2008年8月

一年生になったうちの長男が初めて夏休みの宿題をもらって帰ってきました。始めのうちは楽しいばかりだった夏休みも、お盆の頃ともなればそろそろ宿題が9月までにできるかどうか少々不安になったりした思い出を持つ方も多いと思います。私たちの子供の頃は自宅も図書館もエアコン完備などではなくて、扇風機にあたりながら汗をたらして宿題をしていた記憶があります。
 今年の夏は早くも凄まじい暑さが到来しています。田んぼや畑に建設現場といった屋外や、工場・ビルの一隅など高温のもとで仕事をされる方々のご苦労は大変なものでしょう。私など空調の効いた病院の中で仕事をさせてもらっているのが何だか申し訳ないような気さえしてきます。この夏上昇しているのは気温ばかりではなく、原油や小麦などの値上がりにつれてガソリンや食料品の値段も上がる一方です。上がらなくてもいいものばかりが上がってくれて、出るのはため息ばかりということが増えたかも知れません。

作業指示 :: 上の提示文で「今年の夏は早くも」で始まる段落を、主な事実を残して箇条書きに短くまとめること。

[空間位置特定データ]
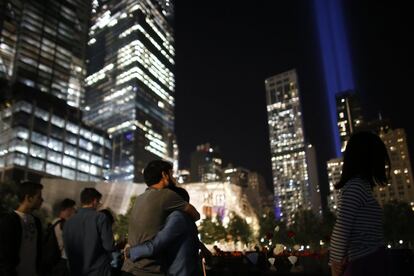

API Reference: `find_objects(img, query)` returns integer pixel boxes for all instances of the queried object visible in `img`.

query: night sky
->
[170,0,414,195]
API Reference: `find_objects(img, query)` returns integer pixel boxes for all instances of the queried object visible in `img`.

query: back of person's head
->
[58,198,76,213]
[335,131,391,189]
[99,209,115,225]
[168,185,190,202]
[16,181,43,203]
[81,188,102,205]
[144,160,172,186]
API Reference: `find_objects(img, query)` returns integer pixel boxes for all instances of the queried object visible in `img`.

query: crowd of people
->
[0,160,211,276]
[0,132,404,276]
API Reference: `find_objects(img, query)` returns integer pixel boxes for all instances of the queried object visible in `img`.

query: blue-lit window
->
[66,122,79,134]
[62,168,76,180]
[35,108,49,122]
[30,144,46,159]
[62,156,76,168]
[66,133,78,146]
[65,143,77,157]
[91,154,102,166]
[78,150,90,161]
[13,127,29,140]
[47,151,62,164]
[78,161,89,173]
[46,163,61,176]
[89,165,101,175]
[7,153,26,167]
[15,102,32,114]
[29,158,45,171]
[32,131,47,147]
[52,115,65,128]
[47,138,63,151]
[77,173,89,181]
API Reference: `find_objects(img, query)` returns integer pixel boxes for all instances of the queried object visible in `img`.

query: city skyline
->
[175,1,414,194]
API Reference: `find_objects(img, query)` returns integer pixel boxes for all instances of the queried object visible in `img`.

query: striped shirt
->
[330,178,384,262]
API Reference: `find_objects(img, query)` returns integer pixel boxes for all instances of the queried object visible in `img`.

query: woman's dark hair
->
[58,198,76,213]
[144,160,172,186]
[81,188,102,205]
[335,131,391,189]
[99,209,115,225]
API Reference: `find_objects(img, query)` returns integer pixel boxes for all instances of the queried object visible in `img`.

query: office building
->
[336,91,363,152]
[85,0,175,182]
[265,70,312,223]
[0,0,110,181]
[375,128,414,206]
[0,0,90,108]
[0,83,111,182]
[190,143,223,182]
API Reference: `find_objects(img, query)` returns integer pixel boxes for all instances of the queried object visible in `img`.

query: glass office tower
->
[0,0,110,181]
[265,70,312,223]
[85,0,175,182]
[0,84,111,181]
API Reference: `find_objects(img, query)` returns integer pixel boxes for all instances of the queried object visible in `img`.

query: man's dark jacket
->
[0,207,42,276]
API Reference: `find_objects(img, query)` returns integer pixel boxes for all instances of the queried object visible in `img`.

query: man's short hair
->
[144,160,172,186]
[16,181,43,203]
[57,198,76,213]
[168,185,190,203]
[99,209,115,225]
[81,188,102,205]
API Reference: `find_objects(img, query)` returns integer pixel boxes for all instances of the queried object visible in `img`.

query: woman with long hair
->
[330,132,390,276]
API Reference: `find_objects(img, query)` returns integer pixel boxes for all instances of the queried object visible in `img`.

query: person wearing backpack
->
[42,198,76,276]
[0,181,43,276]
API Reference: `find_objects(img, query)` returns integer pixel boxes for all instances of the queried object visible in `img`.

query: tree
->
[0,181,19,210]
[199,216,226,244]
[114,196,137,239]
[383,201,414,244]
[259,211,287,245]
[227,213,252,244]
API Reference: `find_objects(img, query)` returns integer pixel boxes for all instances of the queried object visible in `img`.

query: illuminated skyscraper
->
[190,143,223,182]
[327,158,343,212]
[336,91,363,152]
[85,0,175,182]
[375,128,414,206]
[0,0,110,181]
[0,0,90,107]
[265,70,312,222]
[313,0,355,157]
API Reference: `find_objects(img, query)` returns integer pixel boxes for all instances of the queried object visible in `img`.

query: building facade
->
[0,0,110,181]
[336,91,363,152]
[375,128,414,206]
[85,0,175,182]
[265,70,312,223]
[327,158,343,212]
[0,84,111,182]
[0,0,90,108]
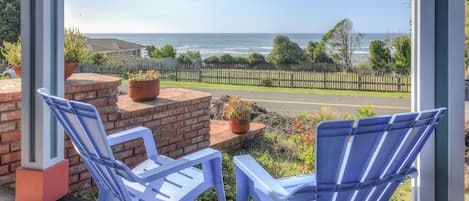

解答 ::
- 今年の夏は早くも凄まじい暑さが来ている。
- 田んぼや畑、建設現場などの屋外や、工場・ビルの一隅など高温のもとで働く人の苦労は大変なものだろう。
- 書き手は空調の効いた病院の中で働いており、申し訳ない気さえする。
- 上がっているのは気温だけではない。原油や小麦などの値上がりにつれて、ガソリンや食料品の値段も上がり続けている。
- 上がらなくてもいいものばかりが上がり、ため息が増えたかもしれない。